◆ DESCRIPTION OF THE TASK ◆
Give the lines again exactly, from the one holding "the white drawer" to the last line of the listing below, both ends included and nothing added.

◆ DATA ENTRIES ◆
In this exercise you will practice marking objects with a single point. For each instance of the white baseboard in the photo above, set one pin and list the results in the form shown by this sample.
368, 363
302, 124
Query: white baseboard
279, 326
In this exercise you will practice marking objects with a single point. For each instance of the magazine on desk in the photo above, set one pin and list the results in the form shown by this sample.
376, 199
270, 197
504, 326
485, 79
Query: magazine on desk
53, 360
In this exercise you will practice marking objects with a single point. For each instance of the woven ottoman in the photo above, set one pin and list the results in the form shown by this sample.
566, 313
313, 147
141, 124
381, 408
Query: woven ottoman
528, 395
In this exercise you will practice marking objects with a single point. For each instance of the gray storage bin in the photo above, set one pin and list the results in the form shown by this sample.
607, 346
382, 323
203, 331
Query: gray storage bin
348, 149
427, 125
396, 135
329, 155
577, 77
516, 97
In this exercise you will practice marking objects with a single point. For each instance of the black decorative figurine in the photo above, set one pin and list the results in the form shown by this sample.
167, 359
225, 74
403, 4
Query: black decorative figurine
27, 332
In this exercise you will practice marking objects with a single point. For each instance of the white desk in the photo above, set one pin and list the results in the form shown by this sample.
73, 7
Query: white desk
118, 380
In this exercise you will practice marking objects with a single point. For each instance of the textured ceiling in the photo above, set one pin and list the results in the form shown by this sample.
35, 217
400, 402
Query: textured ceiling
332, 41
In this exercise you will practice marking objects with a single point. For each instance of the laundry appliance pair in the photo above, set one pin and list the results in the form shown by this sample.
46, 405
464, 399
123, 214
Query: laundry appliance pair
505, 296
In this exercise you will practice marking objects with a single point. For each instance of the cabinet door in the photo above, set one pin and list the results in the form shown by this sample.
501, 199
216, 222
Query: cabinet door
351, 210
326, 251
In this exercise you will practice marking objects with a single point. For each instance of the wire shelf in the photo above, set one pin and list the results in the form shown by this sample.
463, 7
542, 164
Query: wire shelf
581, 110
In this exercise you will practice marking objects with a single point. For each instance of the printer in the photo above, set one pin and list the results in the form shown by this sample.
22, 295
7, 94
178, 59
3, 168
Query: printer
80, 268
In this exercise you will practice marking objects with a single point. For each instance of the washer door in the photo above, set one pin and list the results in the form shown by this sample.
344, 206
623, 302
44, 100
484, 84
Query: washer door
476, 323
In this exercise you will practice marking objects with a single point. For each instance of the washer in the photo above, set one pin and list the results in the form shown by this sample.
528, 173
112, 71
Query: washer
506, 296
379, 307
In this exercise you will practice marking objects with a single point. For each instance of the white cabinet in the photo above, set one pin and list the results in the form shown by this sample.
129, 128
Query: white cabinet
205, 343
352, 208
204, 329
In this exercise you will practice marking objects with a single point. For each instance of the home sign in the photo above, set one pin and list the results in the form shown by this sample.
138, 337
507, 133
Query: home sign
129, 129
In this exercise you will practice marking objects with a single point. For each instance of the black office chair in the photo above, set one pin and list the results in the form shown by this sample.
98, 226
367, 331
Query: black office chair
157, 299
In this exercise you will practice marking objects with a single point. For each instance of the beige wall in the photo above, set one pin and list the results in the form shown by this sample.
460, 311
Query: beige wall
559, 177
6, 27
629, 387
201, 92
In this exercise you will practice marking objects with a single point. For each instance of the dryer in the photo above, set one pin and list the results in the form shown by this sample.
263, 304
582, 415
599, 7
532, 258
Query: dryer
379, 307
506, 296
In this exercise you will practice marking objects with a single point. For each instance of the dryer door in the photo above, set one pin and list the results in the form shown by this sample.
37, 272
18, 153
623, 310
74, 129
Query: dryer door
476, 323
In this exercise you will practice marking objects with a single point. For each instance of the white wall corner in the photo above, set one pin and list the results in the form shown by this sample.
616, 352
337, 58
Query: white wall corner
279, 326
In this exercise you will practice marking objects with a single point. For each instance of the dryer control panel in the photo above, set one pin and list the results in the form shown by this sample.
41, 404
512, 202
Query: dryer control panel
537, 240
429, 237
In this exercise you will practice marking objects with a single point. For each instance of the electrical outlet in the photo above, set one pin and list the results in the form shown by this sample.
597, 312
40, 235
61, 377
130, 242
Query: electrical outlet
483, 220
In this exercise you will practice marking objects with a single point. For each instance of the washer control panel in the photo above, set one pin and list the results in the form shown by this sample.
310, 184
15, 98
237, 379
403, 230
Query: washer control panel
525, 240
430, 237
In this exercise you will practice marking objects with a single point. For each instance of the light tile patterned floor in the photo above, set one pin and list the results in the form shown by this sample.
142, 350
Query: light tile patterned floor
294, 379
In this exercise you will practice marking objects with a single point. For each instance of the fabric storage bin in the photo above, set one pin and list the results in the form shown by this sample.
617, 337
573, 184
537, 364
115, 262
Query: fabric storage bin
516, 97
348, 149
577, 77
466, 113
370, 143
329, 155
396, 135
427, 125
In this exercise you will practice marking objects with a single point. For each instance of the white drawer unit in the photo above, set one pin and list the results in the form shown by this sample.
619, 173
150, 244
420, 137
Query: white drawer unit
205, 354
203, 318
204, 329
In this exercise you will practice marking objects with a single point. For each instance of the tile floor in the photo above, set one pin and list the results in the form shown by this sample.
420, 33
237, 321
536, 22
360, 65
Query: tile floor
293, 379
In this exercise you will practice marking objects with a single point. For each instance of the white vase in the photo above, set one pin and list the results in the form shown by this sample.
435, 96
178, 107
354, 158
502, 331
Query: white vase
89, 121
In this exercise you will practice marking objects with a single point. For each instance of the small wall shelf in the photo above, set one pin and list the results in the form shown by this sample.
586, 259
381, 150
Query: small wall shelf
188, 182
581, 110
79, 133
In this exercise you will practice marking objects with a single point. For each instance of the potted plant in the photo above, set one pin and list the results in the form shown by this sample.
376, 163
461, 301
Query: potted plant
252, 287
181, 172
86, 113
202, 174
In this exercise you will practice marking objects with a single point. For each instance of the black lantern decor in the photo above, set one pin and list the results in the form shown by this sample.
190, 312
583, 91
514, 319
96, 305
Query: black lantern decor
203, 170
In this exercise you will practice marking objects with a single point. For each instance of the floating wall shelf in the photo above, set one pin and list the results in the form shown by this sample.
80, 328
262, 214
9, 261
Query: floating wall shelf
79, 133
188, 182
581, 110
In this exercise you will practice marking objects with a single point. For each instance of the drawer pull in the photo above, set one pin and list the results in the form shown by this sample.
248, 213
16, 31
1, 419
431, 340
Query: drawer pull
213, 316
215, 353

◆ OUTPUT FOR THIS TASK ◆
In this exercise you will practice marking objects with a single point. For each instance of the white drawer unit in the photo above, set one pin and list the results in the form shown by this sample.
619, 173
150, 244
420, 137
Query: white drawer unit
205, 354
203, 318
204, 329
In this exercise you will practice marking objects with a single point. For each instance of the tile floor in the photo above, set one pin and list the results in the form shown by this sample.
420, 33
237, 321
536, 22
360, 65
Query: tile floor
293, 379
In this exercise you will practice marking objects with a single point. For each instance of the white vase in the photo above, set one pin and list the results in the form shown by this sample.
435, 96
178, 107
354, 158
502, 331
Query: white vase
89, 121
In this exercise you will practice marking objects with a single point. For each instance of the small wall shelf in the photo above, set one pin and list the results in the form shown by this sample.
586, 259
381, 150
Query: small wall shelf
188, 182
581, 110
79, 133
In this exercise you will practice marking objects with a single point. For each instance of the potted plant in the photo above, set one pin and list the results in the form shown by this sample.
376, 163
461, 301
Query: potted plant
252, 287
181, 172
86, 113
202, 174
In this exercise you will practice marking objects with a single point. For each instance of the black lantern decor in the photo above, set one pin and list the results in the form shown by this sample.
190, 312
583, 91
514, 319
96, 305
Query: black lantern decor
203, 170
In this exercise you will practice marking objects with a single point. For each instance of the floating wall shelf in the photo above, set one pin and list the results in the form shown by this sample.
80, 328
262, 214
9, 261
Query: floating wall shelf
79, 133
188, 182
581, 110
In this exercise you will practice marking objects with a single point. For each instance of the drawer pull in the photo above, set one pin and list the results in the form shown by this sample.
248, 213
16, 31
1, 419
431, 340
Query: drawer pull
213, 316
215, 353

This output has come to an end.